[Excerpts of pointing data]
..........

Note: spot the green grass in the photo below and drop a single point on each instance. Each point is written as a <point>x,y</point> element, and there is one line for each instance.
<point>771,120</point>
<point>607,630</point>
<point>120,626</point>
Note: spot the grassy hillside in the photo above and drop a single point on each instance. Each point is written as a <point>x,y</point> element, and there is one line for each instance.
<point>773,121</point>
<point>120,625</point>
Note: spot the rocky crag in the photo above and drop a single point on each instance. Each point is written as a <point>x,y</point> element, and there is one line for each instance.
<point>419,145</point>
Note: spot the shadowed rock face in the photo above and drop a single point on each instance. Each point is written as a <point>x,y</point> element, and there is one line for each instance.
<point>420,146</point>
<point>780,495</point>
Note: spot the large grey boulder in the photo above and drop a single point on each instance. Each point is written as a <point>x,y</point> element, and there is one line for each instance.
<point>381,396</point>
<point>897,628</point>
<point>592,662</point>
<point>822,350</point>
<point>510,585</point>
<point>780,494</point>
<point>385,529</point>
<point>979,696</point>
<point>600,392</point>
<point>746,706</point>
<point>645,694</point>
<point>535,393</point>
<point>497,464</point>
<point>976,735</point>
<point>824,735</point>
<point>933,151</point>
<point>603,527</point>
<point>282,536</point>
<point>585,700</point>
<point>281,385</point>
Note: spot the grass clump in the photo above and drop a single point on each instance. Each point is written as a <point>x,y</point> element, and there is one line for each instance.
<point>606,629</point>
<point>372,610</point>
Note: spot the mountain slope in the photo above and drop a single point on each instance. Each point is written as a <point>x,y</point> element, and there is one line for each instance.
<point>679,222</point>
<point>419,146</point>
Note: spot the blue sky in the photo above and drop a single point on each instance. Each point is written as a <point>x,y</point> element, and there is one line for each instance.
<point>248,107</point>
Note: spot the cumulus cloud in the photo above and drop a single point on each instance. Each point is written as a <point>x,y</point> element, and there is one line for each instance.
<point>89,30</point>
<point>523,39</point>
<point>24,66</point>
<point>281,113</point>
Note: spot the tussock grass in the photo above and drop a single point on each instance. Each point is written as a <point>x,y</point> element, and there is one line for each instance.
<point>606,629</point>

..........

What the exercise asks: Copy out the lines of the records above, starting with the line that contains "Note: spot the cumulus" and ending with the last line of the records, inclusive.

Response to the task:
Note: spot the cumulus cloud in the photo above and drop a single point on each instance. Each point is written as a <point>x,y</point> element, and there is one line for each instance.
<point>89,30</point>
<point>523,39</point>
<point>24,66</point>
<point>281,113</point>
Note: spot the tussock grass in the photo above and drop a single point on each instance. Each point is written as a <point>x,y</point> element, and there is one line for each instance.
<point>606,629</point>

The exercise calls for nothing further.